→ Exercise
Below are some entries; can you quote all of them exactly?

....

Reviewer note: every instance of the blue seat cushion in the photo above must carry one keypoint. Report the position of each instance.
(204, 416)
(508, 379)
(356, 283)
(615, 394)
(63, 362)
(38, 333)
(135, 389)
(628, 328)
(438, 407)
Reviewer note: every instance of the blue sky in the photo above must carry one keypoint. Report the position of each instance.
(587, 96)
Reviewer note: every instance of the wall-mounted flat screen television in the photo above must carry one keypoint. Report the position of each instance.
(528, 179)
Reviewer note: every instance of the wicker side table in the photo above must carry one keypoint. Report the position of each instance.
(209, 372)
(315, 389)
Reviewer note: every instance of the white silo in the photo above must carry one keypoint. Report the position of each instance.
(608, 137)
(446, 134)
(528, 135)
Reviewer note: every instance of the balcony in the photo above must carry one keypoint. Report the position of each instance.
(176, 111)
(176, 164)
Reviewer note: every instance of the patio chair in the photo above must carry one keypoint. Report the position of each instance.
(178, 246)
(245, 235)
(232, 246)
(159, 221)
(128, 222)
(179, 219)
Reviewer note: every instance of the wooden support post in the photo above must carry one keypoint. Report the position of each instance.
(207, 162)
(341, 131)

....

→ Solution for this task
Reviewer note: every instance of the blue seat cushion in the photo above must carry one keypoint. Report the position of each instance.
(204, 416)
(508, 379)
(356, 283)
(615, 394)
(63, 362)
(38, 333)
(135, 389)
(628, 328)
(438, 407)
Reviewer note: every instance of the blue sky in the photo above must carry one keypoint. Report the position of each instance.
(587, 96)
Reviewer note: every instance of the wall-mounted flat screen television in the photo above must carry one keypoint. Report the position of each instance.
(528, 179)
Reviewer note: every instance of the wicker side table in the photo above must carry one keypoint. Report the position of each instance.
(209, 372)
(315, 389)
Reviewer note: every instance of the white silo in the photo above must carry one keypoint. Report the position of each instance.
(608, 137)
(446, 134)
(528, 135)
Reviewer note: every instance of the balcony in the photo above must carry one keypoint. Report the position of each instance.
(176, 111)
(176, 164)
Reviewer note: every instance of the patio chair in the photo above must carry one keypoint. Report the position of each instance.
(178, 246)
(245, 235)
(232, 246)
(159, 221)
(128, 222)
(179, 219)
Reviewer note: every instance of the wooden support post in the photo above must carry one keypoint. Report the position of each instance.
(207, 162)
(341, 131)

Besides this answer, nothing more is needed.